• _Referring expression data_
_ _ _ _
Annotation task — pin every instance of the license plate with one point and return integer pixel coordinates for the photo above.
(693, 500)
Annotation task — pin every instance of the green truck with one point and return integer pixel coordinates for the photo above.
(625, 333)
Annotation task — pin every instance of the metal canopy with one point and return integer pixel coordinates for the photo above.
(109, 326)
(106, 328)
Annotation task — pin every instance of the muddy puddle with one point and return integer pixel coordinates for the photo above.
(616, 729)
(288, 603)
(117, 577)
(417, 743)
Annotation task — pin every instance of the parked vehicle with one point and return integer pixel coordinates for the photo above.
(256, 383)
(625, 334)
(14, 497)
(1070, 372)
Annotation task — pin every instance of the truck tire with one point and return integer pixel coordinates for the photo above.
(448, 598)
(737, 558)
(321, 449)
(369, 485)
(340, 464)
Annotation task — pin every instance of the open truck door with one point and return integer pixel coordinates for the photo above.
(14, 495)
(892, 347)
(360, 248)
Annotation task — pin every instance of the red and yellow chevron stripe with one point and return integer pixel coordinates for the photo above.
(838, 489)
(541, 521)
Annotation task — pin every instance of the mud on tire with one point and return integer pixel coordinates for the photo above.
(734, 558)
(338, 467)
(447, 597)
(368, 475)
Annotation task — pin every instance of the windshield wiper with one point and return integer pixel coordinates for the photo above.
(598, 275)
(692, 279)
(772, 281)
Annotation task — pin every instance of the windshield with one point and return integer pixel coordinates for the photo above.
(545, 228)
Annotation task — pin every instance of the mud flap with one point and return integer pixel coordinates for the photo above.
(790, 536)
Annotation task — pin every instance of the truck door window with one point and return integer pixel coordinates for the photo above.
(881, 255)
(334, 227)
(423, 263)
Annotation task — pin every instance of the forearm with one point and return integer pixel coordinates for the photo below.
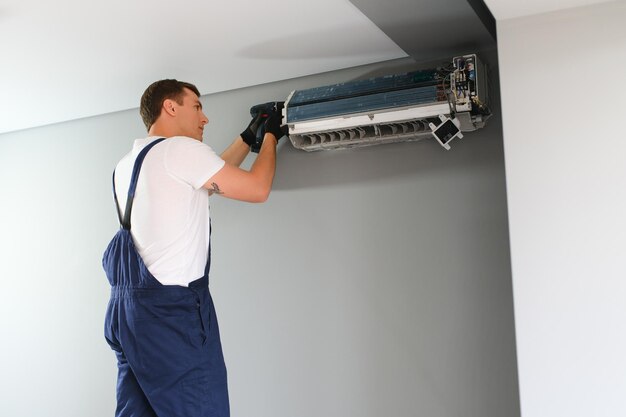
(236, 152)
(264, 165)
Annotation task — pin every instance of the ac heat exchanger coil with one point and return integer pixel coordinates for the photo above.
(392, 108)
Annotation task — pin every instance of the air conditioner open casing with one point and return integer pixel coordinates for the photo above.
(393, 108)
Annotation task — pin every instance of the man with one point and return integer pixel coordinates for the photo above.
(160, 320)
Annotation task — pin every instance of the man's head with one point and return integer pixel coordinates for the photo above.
(175, 105)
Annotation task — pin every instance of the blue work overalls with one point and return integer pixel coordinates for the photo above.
(165, 337)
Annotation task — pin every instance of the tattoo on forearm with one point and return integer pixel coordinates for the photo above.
(215, 189)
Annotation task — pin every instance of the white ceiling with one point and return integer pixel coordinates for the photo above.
(509, 9)
(68, 59)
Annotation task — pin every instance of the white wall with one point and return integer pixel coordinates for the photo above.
(563, 99)
(374, 282)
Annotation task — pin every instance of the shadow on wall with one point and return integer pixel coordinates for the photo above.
(297, 169)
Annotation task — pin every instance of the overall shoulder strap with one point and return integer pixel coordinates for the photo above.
(125, 221)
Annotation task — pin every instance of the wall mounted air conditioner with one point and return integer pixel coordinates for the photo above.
(440, 102)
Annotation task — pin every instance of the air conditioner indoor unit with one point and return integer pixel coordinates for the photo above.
(441, 102)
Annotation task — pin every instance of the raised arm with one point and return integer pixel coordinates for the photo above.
(253, 186)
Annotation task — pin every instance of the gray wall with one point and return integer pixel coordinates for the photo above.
(373, 282)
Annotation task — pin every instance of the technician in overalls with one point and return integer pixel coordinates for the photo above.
(160, 320)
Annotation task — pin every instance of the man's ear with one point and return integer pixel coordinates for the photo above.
(169, 106)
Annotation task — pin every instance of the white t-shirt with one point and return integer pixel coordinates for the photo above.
(170, 214)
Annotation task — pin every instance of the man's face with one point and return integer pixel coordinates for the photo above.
(191, 119)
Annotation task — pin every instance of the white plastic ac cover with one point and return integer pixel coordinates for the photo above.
(392, 108)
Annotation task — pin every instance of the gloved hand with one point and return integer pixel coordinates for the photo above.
(250, 134)
(271, 125)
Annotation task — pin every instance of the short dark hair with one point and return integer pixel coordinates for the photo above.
(159, 91)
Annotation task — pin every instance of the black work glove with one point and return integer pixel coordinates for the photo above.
(250, 134)
(270, 125)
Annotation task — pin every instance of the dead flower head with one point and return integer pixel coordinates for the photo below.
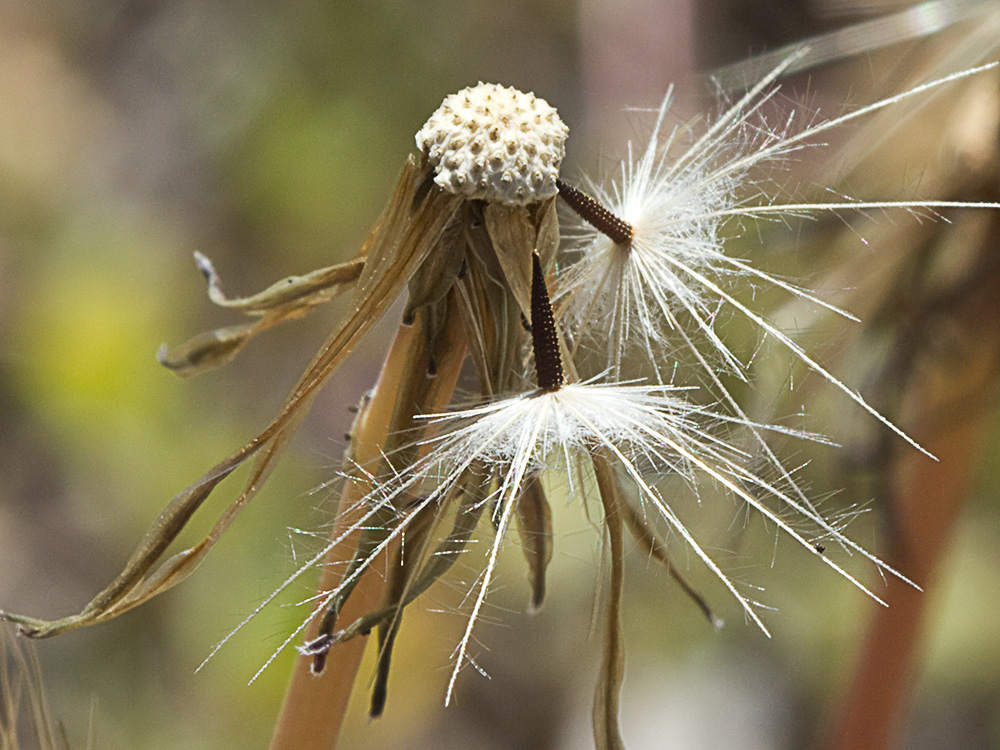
_ _ _ _
• _WHAT IS REQUIRED_
Only the lines from the one containing "Annotation task — pin every instance of the white t-shirt" through the final line of the data are to be written out, exactly as they stand and without pictures.

• _ANSWER SECTION_
Annotation task — pin every instance of the white t-shirt with one point and return integer pixel coordinates for the photo above.
(170, 214)
Annotation task — pin every instance of the man's face with one point and return integer pixel coordinates for the photo above.
(191, 119)
Annotation task — pin every instance of the white plastic ac cover with one point and return integer pixel coordinates for the photo above.
(392, 108)
Annotation task — pin every instance of the gloved hand with one point and return integer pixel coordinates for the photo above.
(250, 134)
(271, 125)
Annotation task — pin every instance of the short dark hair with one point and return integer pixel coordinates for the photo above.
(159, 91)
Annotation task — pin every instance of the black work glove with one point and return integer pixel coordinates for the photo above.
(250, 134)
(270, 125)
Annotation task — pin every instance of the dead flower head with one point and return integer pixel coordinates for the photo below.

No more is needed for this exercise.